Set problem
Rewrite the data starting at the line that contains "headset, that would be wonderful." and ending at the last line of the data, with every "monitor" changed to "display" and nothing else altered.

Supplied records
....

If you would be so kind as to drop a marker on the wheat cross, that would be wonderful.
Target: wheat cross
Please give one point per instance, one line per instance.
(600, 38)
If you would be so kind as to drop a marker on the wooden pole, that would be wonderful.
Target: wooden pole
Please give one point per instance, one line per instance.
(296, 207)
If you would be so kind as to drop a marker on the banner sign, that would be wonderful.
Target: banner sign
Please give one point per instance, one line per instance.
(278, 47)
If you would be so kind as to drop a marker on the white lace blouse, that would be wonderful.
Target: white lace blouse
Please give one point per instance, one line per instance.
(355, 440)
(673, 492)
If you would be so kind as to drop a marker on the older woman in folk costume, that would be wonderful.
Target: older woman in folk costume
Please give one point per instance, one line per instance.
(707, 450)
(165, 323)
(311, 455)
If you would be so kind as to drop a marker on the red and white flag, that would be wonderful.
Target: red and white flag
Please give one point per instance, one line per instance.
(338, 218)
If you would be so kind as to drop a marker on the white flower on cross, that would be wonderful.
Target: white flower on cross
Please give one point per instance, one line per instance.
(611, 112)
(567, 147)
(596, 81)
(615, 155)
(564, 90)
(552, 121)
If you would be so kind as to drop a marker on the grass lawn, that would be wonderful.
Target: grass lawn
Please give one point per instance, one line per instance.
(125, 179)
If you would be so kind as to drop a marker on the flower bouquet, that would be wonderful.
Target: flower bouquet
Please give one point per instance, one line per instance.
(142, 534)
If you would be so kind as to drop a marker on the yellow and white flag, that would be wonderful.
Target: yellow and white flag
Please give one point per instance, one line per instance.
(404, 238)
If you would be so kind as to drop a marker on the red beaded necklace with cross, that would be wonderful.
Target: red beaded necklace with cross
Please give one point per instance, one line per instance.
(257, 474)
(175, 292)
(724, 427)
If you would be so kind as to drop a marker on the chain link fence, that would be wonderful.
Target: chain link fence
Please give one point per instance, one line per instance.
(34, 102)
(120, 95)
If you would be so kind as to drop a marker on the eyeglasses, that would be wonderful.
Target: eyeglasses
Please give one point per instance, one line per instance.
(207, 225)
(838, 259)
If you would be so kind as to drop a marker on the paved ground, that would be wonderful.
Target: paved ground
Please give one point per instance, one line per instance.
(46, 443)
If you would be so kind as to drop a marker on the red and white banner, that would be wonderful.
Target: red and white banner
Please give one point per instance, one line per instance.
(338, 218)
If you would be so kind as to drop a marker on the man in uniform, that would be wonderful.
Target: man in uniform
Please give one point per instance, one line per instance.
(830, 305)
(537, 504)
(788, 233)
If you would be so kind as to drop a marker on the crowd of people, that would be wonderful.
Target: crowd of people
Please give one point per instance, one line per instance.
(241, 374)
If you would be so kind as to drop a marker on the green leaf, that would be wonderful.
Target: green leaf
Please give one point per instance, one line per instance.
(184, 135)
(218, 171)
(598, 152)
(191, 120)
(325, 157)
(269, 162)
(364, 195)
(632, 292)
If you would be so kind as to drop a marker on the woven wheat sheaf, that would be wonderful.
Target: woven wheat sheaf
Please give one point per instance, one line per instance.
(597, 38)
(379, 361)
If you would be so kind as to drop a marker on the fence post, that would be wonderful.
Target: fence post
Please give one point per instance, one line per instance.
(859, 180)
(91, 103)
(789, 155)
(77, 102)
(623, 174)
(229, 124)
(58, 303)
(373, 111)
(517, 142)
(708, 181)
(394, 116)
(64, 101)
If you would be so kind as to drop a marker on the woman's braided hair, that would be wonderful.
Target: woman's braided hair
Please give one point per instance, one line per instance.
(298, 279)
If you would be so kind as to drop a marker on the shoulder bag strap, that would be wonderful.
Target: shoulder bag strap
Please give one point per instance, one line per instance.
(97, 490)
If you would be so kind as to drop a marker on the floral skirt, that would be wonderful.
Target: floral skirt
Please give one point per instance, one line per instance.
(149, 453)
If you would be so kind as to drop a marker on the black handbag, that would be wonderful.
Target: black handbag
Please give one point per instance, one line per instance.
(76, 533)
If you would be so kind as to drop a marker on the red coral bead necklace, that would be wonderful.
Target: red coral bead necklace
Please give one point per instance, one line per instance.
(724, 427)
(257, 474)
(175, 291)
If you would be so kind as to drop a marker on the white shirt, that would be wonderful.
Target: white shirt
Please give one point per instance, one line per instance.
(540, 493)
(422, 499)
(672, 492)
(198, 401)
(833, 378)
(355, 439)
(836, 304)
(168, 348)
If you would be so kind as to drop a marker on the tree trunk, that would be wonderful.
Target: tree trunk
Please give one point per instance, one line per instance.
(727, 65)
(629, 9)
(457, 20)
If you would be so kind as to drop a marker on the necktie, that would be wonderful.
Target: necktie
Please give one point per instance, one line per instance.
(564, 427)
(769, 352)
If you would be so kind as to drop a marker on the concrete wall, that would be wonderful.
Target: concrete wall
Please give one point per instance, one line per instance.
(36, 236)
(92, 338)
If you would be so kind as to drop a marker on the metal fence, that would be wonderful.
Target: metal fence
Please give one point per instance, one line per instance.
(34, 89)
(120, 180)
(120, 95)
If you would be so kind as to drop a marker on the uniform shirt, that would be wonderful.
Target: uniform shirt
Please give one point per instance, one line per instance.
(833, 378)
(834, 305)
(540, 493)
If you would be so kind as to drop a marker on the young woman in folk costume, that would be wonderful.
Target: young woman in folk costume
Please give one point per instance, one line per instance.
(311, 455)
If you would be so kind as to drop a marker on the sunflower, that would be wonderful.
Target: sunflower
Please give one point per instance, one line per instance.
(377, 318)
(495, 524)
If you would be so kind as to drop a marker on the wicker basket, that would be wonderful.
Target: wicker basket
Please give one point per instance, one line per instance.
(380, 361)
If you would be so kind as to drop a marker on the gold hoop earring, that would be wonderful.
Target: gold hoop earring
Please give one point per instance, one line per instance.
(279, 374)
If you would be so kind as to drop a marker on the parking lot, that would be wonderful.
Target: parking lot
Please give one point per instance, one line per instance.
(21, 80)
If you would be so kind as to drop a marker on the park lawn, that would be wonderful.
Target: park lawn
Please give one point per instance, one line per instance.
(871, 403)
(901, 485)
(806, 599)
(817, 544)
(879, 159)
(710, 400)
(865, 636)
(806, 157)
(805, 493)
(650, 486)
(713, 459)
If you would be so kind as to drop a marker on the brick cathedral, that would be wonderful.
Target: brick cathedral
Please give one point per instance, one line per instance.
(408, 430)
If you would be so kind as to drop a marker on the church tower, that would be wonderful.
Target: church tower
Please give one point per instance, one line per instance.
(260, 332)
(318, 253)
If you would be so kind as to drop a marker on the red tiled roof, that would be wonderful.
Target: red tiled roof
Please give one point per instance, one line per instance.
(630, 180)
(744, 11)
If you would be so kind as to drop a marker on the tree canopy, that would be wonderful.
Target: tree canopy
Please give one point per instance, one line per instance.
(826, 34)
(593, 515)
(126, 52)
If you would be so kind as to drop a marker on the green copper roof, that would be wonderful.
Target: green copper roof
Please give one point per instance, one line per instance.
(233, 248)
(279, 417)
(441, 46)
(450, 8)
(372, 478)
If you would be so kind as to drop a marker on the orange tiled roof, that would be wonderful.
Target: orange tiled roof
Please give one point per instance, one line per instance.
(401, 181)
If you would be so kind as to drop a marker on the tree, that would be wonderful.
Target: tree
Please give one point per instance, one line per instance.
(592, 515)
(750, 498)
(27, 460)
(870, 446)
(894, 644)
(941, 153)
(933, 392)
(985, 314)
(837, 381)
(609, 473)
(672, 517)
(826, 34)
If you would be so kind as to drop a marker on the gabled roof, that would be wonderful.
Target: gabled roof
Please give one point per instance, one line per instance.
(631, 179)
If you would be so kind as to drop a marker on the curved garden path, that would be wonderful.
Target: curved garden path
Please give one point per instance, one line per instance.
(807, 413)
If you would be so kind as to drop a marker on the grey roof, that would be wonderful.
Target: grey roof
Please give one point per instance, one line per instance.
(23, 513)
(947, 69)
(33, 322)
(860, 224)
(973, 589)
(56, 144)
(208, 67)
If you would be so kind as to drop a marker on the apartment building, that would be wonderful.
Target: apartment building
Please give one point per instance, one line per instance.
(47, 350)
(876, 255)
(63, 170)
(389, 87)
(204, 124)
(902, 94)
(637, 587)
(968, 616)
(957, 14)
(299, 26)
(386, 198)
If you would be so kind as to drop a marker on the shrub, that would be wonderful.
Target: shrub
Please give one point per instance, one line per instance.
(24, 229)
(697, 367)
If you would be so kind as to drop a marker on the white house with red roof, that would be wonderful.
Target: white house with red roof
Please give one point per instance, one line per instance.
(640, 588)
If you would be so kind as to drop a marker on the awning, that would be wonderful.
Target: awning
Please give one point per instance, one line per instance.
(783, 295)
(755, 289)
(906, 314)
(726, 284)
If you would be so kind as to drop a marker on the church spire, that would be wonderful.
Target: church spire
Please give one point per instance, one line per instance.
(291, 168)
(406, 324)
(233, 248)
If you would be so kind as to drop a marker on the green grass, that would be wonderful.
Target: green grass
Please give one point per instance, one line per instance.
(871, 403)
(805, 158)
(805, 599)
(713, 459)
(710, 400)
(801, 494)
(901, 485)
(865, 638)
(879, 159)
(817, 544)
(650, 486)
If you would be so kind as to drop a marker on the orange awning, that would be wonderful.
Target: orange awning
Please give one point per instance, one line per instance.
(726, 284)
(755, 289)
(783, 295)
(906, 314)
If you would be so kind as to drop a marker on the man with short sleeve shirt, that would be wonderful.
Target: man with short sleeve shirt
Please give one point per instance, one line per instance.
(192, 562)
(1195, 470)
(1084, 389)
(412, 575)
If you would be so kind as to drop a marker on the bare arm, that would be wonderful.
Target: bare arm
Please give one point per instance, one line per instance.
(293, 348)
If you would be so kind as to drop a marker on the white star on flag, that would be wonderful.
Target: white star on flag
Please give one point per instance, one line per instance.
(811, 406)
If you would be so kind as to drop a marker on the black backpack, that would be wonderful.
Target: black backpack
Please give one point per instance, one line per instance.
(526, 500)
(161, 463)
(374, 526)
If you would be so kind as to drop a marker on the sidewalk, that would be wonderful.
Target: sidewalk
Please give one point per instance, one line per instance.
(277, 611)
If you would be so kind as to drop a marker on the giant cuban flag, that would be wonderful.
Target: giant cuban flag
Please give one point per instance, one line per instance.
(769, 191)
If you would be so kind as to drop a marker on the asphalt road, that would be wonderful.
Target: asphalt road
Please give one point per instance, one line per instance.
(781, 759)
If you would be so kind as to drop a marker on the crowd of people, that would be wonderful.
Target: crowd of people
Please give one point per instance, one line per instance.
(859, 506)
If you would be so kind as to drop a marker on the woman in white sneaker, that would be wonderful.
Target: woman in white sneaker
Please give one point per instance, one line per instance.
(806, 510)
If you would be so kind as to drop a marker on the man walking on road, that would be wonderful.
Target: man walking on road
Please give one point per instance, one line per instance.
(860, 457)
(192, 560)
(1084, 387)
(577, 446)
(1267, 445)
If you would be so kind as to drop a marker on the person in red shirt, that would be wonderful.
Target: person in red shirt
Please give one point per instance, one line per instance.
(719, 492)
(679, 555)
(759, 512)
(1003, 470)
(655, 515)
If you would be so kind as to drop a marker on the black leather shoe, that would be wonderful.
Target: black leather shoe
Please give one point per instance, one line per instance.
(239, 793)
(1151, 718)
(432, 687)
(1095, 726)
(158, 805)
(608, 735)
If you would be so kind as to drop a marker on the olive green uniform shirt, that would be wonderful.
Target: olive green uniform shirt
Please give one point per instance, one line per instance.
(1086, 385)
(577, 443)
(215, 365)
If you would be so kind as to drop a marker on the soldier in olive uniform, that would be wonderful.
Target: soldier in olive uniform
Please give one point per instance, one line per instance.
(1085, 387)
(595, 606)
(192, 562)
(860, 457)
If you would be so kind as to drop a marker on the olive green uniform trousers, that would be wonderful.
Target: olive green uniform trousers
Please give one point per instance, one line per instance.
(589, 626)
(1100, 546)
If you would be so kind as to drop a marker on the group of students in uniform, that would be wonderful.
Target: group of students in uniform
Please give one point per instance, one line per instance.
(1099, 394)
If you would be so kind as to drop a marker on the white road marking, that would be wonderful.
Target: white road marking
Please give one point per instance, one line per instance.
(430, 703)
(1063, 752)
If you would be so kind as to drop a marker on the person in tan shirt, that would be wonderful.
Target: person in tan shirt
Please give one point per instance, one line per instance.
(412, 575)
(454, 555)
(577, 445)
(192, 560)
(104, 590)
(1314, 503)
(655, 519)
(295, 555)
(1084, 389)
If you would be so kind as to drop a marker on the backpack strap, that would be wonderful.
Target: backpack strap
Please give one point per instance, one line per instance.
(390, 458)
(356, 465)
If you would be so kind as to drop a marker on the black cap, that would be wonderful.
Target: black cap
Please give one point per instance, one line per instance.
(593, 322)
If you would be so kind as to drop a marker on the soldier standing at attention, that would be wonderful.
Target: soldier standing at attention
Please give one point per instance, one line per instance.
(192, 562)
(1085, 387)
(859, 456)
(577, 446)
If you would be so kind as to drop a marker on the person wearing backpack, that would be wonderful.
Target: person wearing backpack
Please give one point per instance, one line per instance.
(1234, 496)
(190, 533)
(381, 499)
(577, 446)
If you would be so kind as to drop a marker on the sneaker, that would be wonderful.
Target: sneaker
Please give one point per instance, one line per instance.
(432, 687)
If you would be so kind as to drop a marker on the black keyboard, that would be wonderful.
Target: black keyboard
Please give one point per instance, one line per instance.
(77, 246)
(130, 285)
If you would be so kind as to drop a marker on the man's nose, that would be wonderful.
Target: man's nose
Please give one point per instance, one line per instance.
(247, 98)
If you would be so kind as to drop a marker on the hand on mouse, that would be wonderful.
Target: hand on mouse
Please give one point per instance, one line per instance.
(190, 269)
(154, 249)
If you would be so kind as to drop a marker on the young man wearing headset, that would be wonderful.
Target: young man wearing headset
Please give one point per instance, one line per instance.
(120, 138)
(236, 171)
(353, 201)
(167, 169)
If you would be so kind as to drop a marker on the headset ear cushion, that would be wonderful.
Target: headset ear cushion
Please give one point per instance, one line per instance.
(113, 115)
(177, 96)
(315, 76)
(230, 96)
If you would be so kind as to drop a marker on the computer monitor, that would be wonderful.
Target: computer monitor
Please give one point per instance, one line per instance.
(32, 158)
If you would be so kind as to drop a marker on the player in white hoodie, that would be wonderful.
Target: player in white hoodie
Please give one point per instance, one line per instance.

....

Right answer
If you would be so kind as to drop a marker on the young man wearing headset, that would be wonderful.
Target: young man wearing headset
Please give one point per instance, one line per instance.
(120, 138)
(236, 171)
(353, 201)
(167, 169)
If you would be so kind as to drop a marker on the headset ear cushion, that would be wonderful.
Target: headset ear cushion
Please give one point per instance, one line per instance.
(113, 115)
(177, 96)
(315, 76)
(230, 96)
If you would be so kind as to drop a marker on the computer display, that would be wonderful.
Target: computer display
Please give one point per instance, one line per instance.
(32, 158)
If you would be so kind as to drop a marker on the player in white hoodie, that would be wonderful.
Target: player in white hoodie
Please give one point per instance, one line per instance.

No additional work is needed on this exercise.